YOUR TASK: Only the lines running from the line with "Phrase: concrete pier" to the end of the listing below should be copied, exactly, without pictures.
Content starts
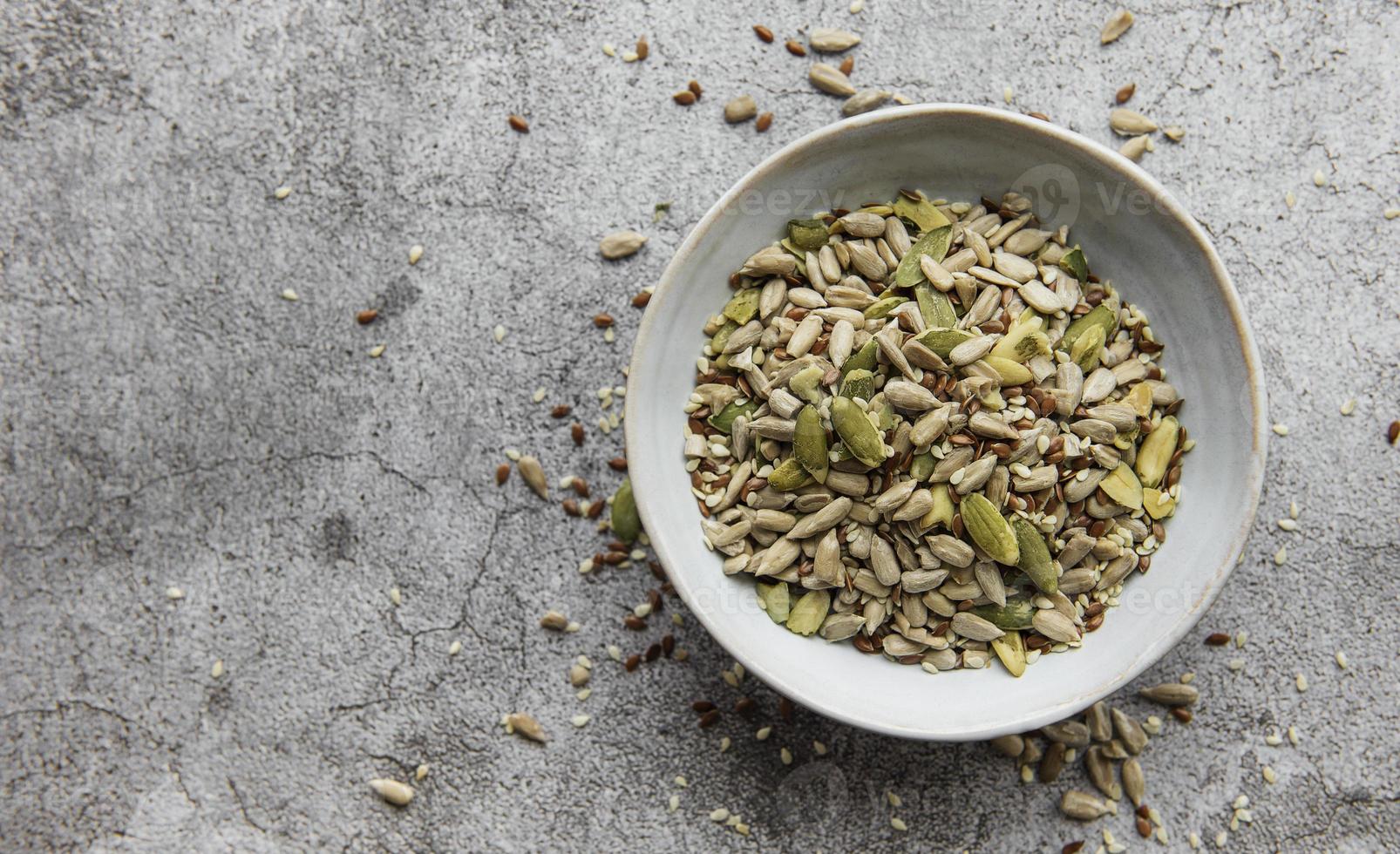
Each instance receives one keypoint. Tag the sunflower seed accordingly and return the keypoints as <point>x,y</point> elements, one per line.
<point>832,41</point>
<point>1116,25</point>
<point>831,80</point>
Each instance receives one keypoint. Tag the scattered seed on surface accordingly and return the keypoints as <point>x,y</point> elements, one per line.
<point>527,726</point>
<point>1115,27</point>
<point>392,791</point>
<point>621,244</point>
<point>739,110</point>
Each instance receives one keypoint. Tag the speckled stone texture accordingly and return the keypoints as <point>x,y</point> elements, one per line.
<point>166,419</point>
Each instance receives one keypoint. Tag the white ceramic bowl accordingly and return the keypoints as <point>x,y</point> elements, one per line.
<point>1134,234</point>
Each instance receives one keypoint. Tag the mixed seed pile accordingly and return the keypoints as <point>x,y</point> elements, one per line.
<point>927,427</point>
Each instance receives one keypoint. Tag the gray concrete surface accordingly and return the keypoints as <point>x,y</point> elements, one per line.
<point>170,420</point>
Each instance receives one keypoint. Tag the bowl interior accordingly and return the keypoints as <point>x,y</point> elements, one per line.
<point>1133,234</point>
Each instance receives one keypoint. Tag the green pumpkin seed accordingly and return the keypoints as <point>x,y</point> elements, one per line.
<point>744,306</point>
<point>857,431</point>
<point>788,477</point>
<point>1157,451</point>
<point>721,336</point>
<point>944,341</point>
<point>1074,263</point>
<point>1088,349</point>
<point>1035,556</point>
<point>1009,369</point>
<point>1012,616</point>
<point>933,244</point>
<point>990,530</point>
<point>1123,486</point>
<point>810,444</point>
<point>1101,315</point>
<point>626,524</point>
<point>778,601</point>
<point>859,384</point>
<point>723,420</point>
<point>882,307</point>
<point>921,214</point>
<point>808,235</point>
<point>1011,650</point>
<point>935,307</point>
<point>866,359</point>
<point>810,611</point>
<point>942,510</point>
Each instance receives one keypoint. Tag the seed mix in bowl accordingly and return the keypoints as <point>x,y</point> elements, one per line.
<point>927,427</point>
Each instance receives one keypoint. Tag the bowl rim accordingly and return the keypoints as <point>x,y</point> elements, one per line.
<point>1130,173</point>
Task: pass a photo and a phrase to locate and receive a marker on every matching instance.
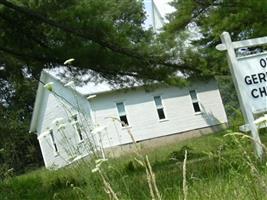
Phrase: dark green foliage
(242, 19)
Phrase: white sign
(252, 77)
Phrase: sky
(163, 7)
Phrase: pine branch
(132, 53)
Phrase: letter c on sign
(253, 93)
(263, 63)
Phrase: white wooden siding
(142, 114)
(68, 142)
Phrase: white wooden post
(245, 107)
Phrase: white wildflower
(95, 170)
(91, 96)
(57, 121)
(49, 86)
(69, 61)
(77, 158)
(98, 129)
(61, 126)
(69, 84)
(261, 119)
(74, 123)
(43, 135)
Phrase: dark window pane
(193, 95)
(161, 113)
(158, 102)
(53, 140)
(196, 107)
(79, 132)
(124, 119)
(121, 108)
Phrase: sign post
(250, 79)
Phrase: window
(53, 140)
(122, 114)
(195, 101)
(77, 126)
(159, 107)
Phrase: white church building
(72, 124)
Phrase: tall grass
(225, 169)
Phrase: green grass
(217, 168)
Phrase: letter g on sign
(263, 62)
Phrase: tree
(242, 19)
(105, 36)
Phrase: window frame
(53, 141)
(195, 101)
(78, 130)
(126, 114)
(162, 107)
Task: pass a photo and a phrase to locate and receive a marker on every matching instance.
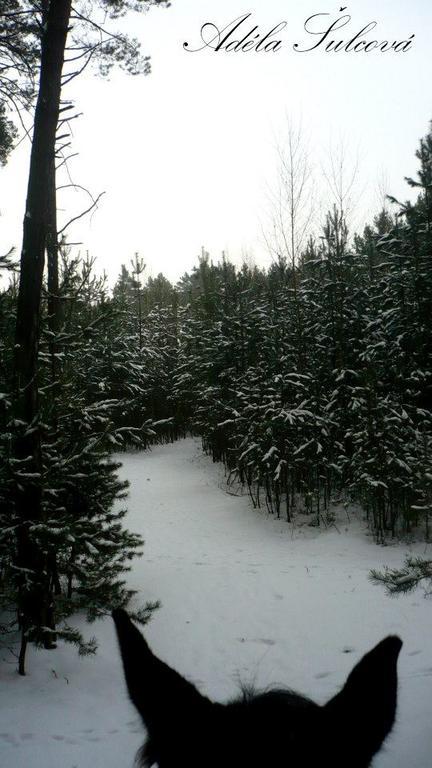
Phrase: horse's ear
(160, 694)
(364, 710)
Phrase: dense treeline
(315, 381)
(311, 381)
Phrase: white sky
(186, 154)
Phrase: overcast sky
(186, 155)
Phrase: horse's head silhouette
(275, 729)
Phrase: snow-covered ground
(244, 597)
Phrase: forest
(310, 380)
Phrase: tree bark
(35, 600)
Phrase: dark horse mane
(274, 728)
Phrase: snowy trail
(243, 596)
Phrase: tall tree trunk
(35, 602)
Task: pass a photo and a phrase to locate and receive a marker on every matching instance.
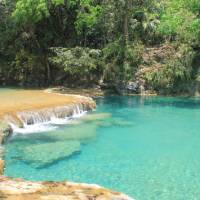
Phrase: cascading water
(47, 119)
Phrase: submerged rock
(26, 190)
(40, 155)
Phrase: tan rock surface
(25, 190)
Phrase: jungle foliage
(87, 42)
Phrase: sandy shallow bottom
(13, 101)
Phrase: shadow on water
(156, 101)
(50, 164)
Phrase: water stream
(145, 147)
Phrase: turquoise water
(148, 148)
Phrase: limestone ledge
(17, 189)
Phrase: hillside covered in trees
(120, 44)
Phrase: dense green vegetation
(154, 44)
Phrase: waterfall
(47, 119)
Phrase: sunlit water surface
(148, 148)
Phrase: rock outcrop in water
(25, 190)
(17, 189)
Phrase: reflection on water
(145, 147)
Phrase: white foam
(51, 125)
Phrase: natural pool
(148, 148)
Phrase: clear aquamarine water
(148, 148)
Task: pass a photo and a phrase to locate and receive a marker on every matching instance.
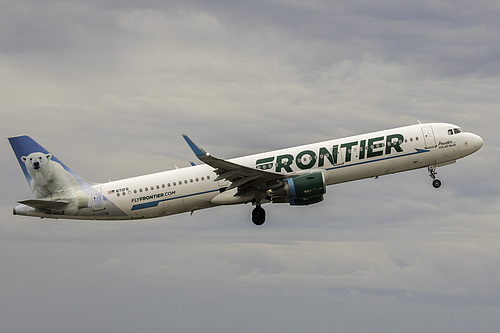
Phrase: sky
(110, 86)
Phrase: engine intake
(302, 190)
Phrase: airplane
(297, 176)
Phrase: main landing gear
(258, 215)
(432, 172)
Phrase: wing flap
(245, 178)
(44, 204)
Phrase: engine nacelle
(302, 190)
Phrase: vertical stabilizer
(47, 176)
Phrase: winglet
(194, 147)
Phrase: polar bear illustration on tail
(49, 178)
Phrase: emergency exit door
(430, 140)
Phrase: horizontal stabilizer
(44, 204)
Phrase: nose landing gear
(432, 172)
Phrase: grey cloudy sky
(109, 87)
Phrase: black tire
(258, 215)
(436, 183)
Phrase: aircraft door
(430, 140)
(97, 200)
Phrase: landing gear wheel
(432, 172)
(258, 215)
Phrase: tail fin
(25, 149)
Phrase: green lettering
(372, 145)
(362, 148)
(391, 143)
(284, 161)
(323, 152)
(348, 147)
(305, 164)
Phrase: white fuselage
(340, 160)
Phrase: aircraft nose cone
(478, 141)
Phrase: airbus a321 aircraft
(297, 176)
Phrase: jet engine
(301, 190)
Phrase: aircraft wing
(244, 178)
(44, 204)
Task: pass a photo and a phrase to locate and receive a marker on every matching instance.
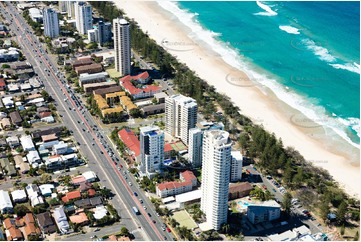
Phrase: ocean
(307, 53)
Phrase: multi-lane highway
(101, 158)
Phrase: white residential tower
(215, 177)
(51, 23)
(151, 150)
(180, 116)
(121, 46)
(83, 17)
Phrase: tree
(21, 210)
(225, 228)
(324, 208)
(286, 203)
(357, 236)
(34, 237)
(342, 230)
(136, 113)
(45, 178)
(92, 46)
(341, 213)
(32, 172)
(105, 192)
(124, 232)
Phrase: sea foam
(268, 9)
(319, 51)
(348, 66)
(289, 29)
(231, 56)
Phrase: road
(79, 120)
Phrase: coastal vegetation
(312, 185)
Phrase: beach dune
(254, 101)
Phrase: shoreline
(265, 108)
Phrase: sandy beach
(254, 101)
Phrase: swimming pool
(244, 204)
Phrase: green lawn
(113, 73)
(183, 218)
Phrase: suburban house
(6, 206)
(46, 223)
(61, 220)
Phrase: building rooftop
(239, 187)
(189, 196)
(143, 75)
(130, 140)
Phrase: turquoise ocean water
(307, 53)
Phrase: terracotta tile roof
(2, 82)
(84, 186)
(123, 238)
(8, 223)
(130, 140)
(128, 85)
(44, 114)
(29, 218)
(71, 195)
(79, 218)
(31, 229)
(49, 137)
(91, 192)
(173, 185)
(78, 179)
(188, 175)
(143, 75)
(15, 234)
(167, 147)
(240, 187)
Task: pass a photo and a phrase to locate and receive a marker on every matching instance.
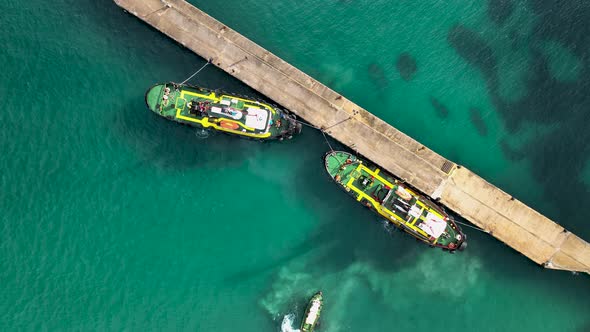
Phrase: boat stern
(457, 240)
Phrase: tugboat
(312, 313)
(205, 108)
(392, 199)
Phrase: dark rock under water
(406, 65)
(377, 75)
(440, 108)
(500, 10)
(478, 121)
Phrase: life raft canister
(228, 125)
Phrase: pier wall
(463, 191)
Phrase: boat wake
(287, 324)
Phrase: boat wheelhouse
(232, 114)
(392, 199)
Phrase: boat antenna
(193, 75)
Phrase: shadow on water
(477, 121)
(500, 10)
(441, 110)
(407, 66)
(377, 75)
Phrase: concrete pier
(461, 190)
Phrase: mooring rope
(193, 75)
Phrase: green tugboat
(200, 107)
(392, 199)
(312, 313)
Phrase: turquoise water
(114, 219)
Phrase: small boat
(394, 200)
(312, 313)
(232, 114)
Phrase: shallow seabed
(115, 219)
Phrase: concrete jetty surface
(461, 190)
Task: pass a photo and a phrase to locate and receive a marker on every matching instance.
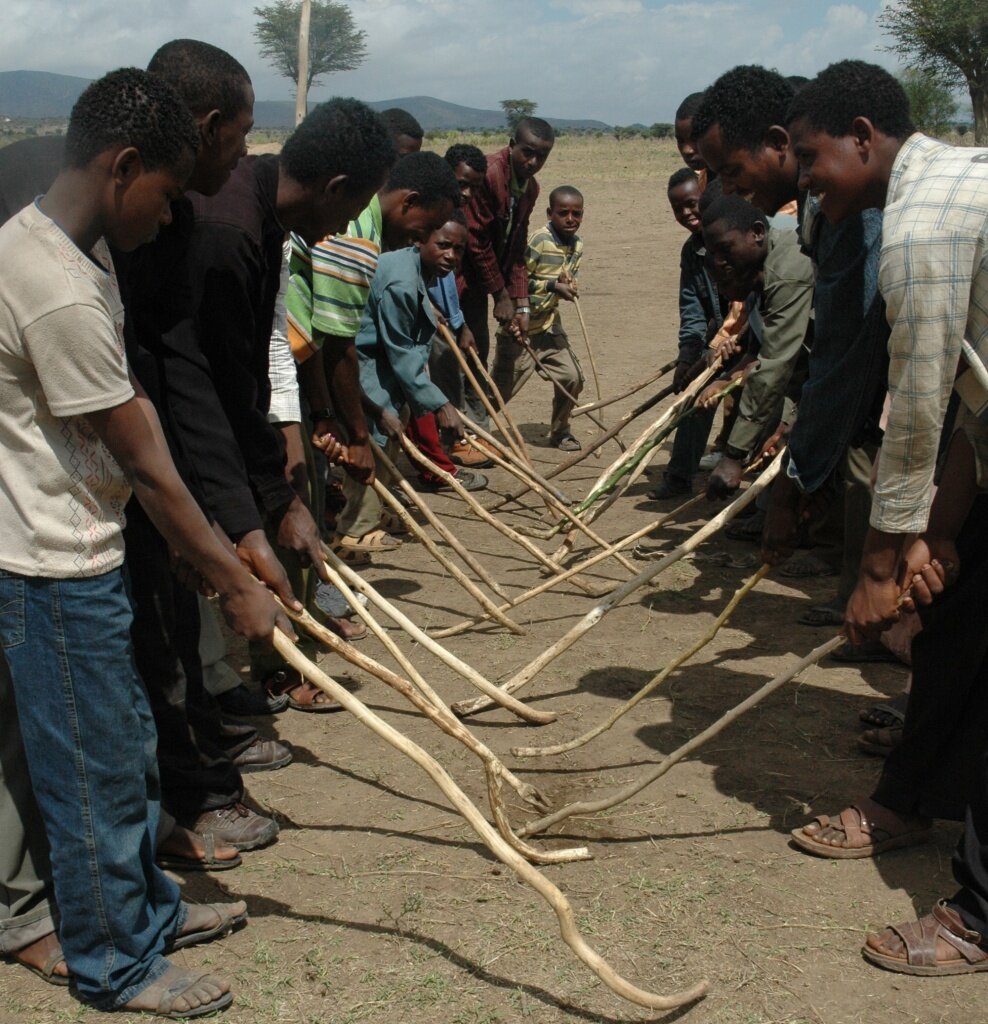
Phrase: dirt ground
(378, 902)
Content ends
ANSWER TO THE PROBLEM:
Phrase: concrete pier
(461, 190)
Phrase: mooring rope
(193, 75)
Phrase: green tugboat
(200, 107)
(392, 199)
(312, 313)
Phrase: turquoise water
(114, 219)
Phrase: small boat
(394, 200)
(312, 313)
(232, 114)
Phrase: shallow seabed
(115, 219)
Phrase: concrete jetty surface
(461, 190)
Task: pass a photo and a phrase to locate and receive a marker on every matching instance.
Phrase: dirt ground
(378, 902)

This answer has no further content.